## WHAT YOU ARE ASKED TO DO
Resume the commentary on share markets and the business cycle, picking up after its final sentence.

## SOURCE DOCUMENT
----------------------------------------
Share markets have had a great start to the year. It has been so good that many investors can’t help but wonder if it is time to take some profits off the table. Will the old adage of “sell in May and go away” ring true this year?
The major indices have given back about 5% from their recent peaks. Bond yields have moved higher. The talking heads who were calling for a crash in stocks and property last year have reappeared to sagely tell us that we were wrong to be making money and that we should be sitting in cash.
The performance of the share market this year is demonstrating to us that global growth and earnings is important. The rally has not been based on falling interest rate expectations, because those expectations have been heading the other way.
My business is known for looking at both stock fundamentals as well as technicals. But we also do a lot of analysis on the macro. One of the best indicators of the global business cycle is the US Institute of Supply Management (ISM) purchasing managers index (PMI). Global stock market returns are highly correlated to the business cycle. As we can see on this chart below, the PMI is heading higher from a trough. This corresponds to the strongest performances on the S&P 500. We don’t want a high PMI that is falling. We want to see a low PMI that is heading back up. This means that we are entering a new multi-year rally in stocks.
----------------------------------------
[Dataset entries]
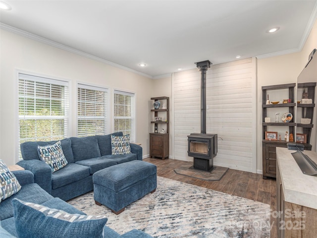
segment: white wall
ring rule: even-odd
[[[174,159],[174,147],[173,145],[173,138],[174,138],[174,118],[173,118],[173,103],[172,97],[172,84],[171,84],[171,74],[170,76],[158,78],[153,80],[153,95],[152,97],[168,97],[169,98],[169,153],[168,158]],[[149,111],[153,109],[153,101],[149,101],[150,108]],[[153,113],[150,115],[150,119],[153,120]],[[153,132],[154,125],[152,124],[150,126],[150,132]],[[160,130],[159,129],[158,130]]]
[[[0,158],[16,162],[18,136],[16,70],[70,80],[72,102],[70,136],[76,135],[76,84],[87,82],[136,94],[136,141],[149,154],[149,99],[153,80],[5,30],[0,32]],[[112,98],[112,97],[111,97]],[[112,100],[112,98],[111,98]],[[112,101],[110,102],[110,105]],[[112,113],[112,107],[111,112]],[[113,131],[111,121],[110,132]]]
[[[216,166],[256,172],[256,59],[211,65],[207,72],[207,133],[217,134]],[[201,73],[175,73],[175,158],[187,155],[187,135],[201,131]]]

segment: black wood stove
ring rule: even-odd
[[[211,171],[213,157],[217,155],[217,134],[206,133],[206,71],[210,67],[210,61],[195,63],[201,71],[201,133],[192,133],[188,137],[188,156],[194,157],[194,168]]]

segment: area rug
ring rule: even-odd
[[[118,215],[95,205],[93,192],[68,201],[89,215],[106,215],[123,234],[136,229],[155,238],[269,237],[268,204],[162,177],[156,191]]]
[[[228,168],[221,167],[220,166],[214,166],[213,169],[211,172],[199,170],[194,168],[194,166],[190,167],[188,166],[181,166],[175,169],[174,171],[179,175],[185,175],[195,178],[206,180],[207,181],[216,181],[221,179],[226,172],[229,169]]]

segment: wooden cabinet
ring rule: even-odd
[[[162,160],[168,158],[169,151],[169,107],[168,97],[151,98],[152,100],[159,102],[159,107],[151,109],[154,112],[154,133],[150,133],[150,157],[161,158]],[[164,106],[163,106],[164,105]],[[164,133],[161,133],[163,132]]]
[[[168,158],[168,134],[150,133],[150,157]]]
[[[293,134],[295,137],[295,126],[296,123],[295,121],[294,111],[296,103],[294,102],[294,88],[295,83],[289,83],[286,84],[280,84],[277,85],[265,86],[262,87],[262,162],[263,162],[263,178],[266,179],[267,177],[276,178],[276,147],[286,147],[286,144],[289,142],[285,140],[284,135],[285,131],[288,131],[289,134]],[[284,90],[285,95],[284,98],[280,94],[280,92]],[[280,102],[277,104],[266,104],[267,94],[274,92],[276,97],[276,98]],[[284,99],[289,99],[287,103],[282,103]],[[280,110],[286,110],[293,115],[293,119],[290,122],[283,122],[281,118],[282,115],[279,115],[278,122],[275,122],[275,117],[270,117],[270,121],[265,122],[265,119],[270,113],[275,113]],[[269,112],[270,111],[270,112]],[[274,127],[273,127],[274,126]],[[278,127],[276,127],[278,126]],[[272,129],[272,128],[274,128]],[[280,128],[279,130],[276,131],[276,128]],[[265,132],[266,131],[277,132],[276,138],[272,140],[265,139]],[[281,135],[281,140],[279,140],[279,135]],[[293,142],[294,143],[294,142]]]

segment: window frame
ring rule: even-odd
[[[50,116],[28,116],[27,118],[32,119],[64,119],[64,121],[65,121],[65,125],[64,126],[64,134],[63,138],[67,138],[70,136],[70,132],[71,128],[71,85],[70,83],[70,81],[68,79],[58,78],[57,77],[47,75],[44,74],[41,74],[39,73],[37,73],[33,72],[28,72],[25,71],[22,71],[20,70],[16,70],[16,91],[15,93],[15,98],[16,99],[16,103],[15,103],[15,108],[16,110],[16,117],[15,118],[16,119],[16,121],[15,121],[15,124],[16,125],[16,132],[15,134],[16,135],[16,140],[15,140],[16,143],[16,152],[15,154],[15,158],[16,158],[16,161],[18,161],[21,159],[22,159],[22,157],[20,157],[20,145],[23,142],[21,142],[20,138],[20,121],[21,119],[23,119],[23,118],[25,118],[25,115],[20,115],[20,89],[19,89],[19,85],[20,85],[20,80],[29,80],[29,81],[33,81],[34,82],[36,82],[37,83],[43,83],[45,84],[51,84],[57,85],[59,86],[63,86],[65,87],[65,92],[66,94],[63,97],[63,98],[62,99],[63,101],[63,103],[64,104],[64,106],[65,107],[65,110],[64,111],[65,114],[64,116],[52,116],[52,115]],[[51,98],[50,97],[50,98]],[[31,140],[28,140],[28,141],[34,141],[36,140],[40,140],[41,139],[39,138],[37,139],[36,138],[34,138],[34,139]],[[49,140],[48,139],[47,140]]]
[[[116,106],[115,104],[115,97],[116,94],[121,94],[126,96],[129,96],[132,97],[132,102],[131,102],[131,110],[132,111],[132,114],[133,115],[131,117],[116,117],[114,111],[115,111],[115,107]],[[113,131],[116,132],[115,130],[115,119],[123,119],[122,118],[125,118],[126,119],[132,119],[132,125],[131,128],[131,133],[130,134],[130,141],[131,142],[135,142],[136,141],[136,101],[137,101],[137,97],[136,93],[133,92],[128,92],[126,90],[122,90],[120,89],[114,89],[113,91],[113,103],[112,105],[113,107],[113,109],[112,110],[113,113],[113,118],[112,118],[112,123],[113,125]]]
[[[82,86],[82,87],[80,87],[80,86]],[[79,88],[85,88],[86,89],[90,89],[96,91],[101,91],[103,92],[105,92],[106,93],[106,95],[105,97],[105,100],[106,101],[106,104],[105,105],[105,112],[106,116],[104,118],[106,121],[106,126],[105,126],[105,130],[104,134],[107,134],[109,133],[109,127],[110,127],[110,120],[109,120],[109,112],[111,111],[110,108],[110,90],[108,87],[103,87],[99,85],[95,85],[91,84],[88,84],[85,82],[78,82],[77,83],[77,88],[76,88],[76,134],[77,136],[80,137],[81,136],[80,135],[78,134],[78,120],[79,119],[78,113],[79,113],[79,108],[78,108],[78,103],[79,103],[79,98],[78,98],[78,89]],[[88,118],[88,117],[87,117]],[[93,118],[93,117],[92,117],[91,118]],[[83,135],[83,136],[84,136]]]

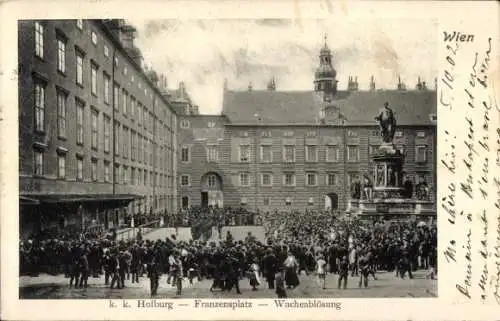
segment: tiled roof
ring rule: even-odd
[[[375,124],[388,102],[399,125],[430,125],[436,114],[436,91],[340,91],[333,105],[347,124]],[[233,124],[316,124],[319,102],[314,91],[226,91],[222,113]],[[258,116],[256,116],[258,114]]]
----------------------------------------
## RESULT BELOW
Shorter term, we have seen a cooling off in the market. That is natural after such a great run. But this is what I find interesting – most stocks in the Dow Jones and the Russell 3000 have been heading higher in the past few days. That is, recent weakness is mostly due to the large technology stocks. We are not seeing a broad sell-off. I expect markets to consolidate here in the short-term by heading sideways, not by dropping dramatically. This is because I expect there to be a degree of rotation out of technology stocks and into other undervalued areas of the market. Once that is complete, the broad based rally will then follow.
In my 2024 outlook, I was particularly bullish on commodities. These included gold, copper, oil, uranium, and iron ore. With the exception of iron ore, which took a dip but is coming on strong now, the other commodities have done well. Will this continue throughout the year? I believe so, but the great thing about commodity stocks is that they can be traded along the way. For those of you that have been around long enough, you know that you don’t buy and hold BHP for 10 years, you trade the large swings because there will be years when the stock goes nowhere.
My advice is to continue looking for opportunities in resources but take a more medium term approach to these.
We also liked the look of banks in The Dynamic Investor report earlier this year, despite all the negativity. The bank’s report next week will be interesting. I have lightened off on the banks but looking for the next opportunity. Movements in bond yields will also throw up some challenges and opportunities as we move through the rest of this year.
The easy money has been made in the first few months of this year. From here there will be opportunities, but it may be a little harder to come by and you will need to be a bit more nimble.